Excerpt from a dataset
********************

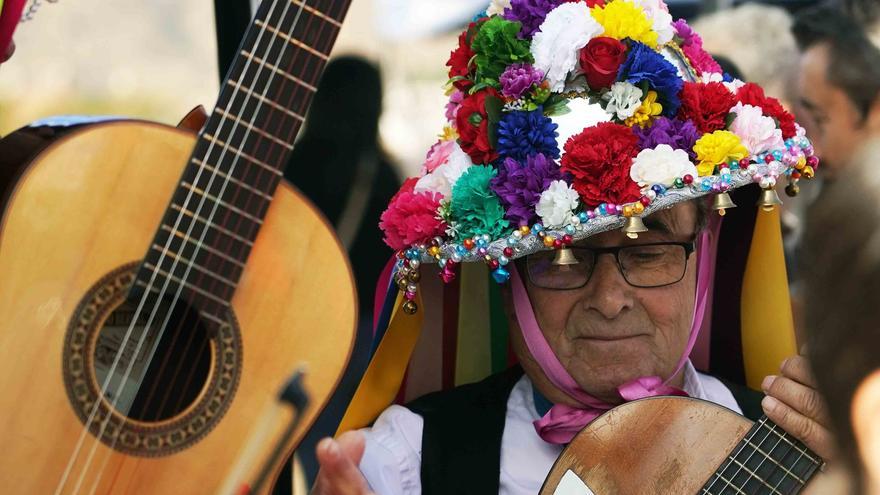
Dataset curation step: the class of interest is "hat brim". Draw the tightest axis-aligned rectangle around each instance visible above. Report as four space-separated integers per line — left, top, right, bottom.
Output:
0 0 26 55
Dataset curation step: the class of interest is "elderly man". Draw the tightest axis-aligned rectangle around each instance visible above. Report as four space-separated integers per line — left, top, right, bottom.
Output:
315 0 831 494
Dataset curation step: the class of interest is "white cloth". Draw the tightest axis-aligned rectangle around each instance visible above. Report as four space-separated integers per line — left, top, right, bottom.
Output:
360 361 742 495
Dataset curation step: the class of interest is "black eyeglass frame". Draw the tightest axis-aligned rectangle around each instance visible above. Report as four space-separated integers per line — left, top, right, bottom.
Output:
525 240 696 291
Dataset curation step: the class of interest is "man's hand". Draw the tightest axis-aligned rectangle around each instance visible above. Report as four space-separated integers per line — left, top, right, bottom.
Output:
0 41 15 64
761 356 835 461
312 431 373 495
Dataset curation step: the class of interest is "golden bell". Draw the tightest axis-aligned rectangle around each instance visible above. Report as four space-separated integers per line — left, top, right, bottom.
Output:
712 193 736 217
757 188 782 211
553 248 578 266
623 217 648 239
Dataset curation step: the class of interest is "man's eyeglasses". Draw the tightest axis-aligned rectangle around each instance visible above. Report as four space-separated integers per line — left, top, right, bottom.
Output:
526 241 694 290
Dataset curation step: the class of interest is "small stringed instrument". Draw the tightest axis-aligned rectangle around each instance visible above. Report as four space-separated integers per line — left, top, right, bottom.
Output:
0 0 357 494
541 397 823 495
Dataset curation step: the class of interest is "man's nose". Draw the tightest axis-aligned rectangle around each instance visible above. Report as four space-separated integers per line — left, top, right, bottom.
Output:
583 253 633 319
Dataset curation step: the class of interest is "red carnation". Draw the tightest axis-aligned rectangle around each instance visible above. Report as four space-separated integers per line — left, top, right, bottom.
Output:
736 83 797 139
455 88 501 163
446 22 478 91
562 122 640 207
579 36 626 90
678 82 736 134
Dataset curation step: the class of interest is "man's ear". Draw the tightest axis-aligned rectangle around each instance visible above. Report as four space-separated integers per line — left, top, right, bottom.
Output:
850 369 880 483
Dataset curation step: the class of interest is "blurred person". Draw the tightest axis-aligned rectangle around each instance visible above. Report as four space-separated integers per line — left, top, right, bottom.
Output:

********************

** Job **
Format the data as a numbered list, from its beginning up to and including the line with "315 0 831 494", one line per item with blank lines left out. Leave the pictures out of your answer.

** Task output **
1. Dataset curation step: the class of interest is "hat brim". Draw the tightest axis-aligned rectangle around each instance visible above. Report as four space-separated integers per line — left, top, right, bottom.
2. Output:
3. 0 0 26 55
4. Dataset curation step: the class of interest is "elderly man". Draw the tightest axis-aligned rectangle around each instance visible above. Report as four space-separated integers per line — left, top, right, bottom.
5. Output:
6. 315 0 831 494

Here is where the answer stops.